• What is being asked:
Report how many lines of the data contain the string "cliff". Give only the number.
+---+
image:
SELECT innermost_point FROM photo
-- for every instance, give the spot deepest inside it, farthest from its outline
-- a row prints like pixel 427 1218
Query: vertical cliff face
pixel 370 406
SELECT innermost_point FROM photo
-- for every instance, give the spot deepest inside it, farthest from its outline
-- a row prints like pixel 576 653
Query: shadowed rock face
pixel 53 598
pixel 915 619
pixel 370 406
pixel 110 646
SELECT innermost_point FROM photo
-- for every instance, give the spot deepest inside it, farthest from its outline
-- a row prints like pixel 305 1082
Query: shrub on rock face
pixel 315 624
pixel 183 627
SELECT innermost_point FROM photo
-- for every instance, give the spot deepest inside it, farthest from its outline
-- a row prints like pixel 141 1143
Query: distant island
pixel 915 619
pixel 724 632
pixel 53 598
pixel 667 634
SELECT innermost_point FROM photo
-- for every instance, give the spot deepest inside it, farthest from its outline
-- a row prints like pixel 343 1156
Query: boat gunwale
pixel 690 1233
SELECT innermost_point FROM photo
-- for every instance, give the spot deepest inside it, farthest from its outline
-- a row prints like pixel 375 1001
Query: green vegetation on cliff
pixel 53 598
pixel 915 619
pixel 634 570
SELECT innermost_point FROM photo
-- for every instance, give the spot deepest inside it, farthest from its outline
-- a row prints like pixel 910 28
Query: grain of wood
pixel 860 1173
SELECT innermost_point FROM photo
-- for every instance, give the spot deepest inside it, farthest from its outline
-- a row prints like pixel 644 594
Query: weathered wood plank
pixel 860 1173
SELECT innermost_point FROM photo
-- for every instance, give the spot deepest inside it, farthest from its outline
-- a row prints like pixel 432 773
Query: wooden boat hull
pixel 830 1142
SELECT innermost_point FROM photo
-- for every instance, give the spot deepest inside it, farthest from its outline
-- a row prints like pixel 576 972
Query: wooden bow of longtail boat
+---+
• Exercise response:
2